━━ Brano da leggere
Minore impatto sull’ambiente, quindi, nei processi di produzione, senza consumo di acqua nè uso di pesticidi. Sostenibilità anche in termini di miglioramento delle condizioni dei lavoratori, contro qualsiasi forma di sfruttamento minorile o di salari minimi. 

«La nostra idea è quella di creare un movimento femminile che faccia bene alle donne e ai bambini del pianeta. Per cambiare il mondo con ago e filo – evidenzia Biancaluna – Insieme per le donne e i bambini del mondo».

Infatti, nel laboratorio di Women at Work si ha la possibilità di conoscere la persona che ha cucito l’abito. A breve i capi saranno accompagnati anche da un QRcode attraverso cui creare un dialogo tra chi lo ha prodotto e chi l’ha acquistato.

Altro aspetto cardine sarà la valorizzazione del carattere sartoriale, con un concetto di moda sostenibile che spinge ad una re-valorizzazione delle tradizioni e della arti più antiche, il cui patrimonio rischia di andare disperso.

E ancora sostenibilità come spinta all’innovazione tecnologica, generando nuove opportunità di crescita sociale ed economica.

Consumatori sempre più consapevoli ed esigenti, che desiderano conoscere come gli indumenti vengono prodotti e assicurarsi che i metodi di produzione rispettino l’ambiente e le condizioni lavorative del personale (che spesso, nel settore dell’abbigliamento, in Paesi in via di sviluppo costringe a condizioni di miseria e di sfruttamento).

Il gesto di acquisto diventa, così, un atto di amore, divenendo parte integrande di un progetto.
━━━━
━━ Materiale di partenza
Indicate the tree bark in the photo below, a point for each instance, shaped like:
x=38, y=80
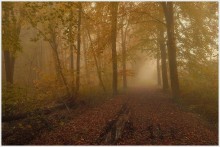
━━━━
■ Compiti assegnati:
**a)** Traduci in inglese questa frase del brano sulla moda sostenibile: «Infatti, nel laboratorio di Women at Work si ha la possibilità di conoscere la persona che ha cucito l’abito.»
**b)** Ripeti senza modifiche il brano sulla moda sostenibile, da «Altro aspetto cardine» giù fino a «e di sfruttamento).».

■ Risposte:
**a)** In fact, in the Women at Work workshop you have the chance to meet the person who sewed the garment.

**b)**
Altro aspetto cardine sarà la valorizzazione del carattere sartoriale, con un concetto di moda sostenibile che spinge ad una re-valorizzazione delle tradizioni e della arti più antiche, il cui patrimonio rischia di andare disperso.

E ancora sostenibilità come spinta all’innovazione tecnologica, generando nuove opportunità di crescita sociale ed economica.

Consumatori sempre più consapevoli ed esigenti, che desiderano conoscere come gli indumenti vengono prodotti e assicurarsi che i metodi di produzione rispettino l’ambiente e le condizioni lavorative del personale (che spesso, nel settore dell’abbigliamento, in Paesi in via di sviluppo costringe a condizioni di miseria e di sfruttamento).